_Exercise tasks:_
1. According to the text about the song "Sing Hallelujah!", what was the song's highest position on the UK Singles Chart?
2. Resume the text about the song "Sing Hallelujah!" from where it stops.

_Page excerpt:_
"Sing Hallelujah!" is a song recorded by Sweden-based musician and producer Dr. Alban. It was released in 1993 as the third single from his second studio album, One Love (1992). Been described as an "discothèques anthem with dance and disco sonorities", the song became a hit in many European countries, managing to reach to the top 5 in Belgium, Denmark, Finland, Germany, Iceland and Switzerland. In the UK, it peaked at number 16 on the UK Singles Chart, while on the Eurochart Hot 100, it peaked at number four. Outside Europe, in Australia, "Sing Hallelujah!" peaked at number five and in Zimbabwe, it reached number 11. After "It's My Life", this was the second Dr Alban's hit which had an international scope. Its accompanying music video also received heavy rotation on MTV Europe. In 2005, "Sing Hallelujah!" charted again when it was re-recorded by the artist in new versions, peaking at number 12 in Finland.

_Stored records:_

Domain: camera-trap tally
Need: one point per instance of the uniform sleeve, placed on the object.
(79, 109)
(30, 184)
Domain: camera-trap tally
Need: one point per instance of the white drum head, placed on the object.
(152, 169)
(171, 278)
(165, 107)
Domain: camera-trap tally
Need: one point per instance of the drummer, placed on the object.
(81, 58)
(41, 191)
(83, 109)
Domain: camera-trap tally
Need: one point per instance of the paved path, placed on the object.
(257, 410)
==
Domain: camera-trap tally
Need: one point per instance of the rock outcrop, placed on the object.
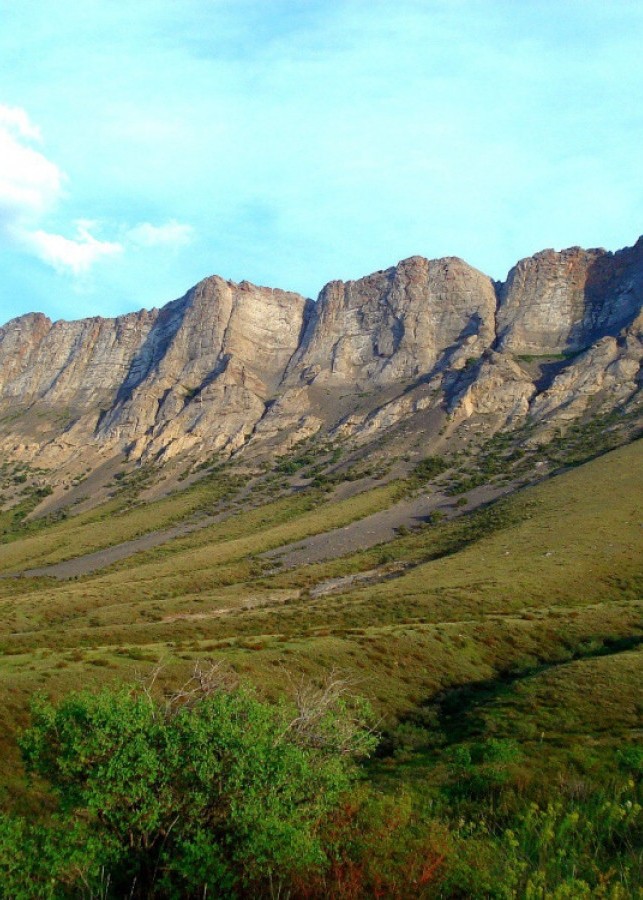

_Expected outputs:_
1. Number 16.

2.
Critical reception
Larry Flick from Billboard noted that the song already had enjoyed a very hot run through much of England and Europe. He added, "The record's peppy pop/NRG personality is enhanced by rousing handclaps, insistent piano lines, and a chirpy gospel choir. Truly irresistible tune will have you raising your hands to the sky and singing along with the wonderfully catchy chorus." In his weekly UK chart commentary, James Masterton said, "The latest single is by no means as catchy as the last, has the disadvantage of not being embedded in the psyche of drunken Brits on the Costa Del Sol during the summer and is generally not very good anyway so further chart progress is unlikely." Pan-European magazine Music & Media commented, "Pulling teeth is  not so painful after all, because down at the doctor's a gospel choir breaks loose on a dance beat." Wendi Cermak from The Network Forty remarked that the song is "creating a buzz in the clubs".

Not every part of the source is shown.